Point placement listing:
______________________________

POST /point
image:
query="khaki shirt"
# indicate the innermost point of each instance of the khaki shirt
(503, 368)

______________________________

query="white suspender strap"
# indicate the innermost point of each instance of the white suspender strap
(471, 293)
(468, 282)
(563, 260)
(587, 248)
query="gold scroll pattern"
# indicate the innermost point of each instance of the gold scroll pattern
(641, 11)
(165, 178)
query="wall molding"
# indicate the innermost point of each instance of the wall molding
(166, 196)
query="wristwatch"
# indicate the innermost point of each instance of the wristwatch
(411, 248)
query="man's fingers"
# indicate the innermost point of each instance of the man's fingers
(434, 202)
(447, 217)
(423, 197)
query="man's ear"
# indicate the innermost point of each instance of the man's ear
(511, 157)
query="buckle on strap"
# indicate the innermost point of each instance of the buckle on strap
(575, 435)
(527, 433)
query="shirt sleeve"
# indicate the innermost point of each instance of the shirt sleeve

______________________________

Count the lines of the listing above that contain the string "khaki", treating uppercase and lowercase as different, and give only the number.

▸ Output of the task
2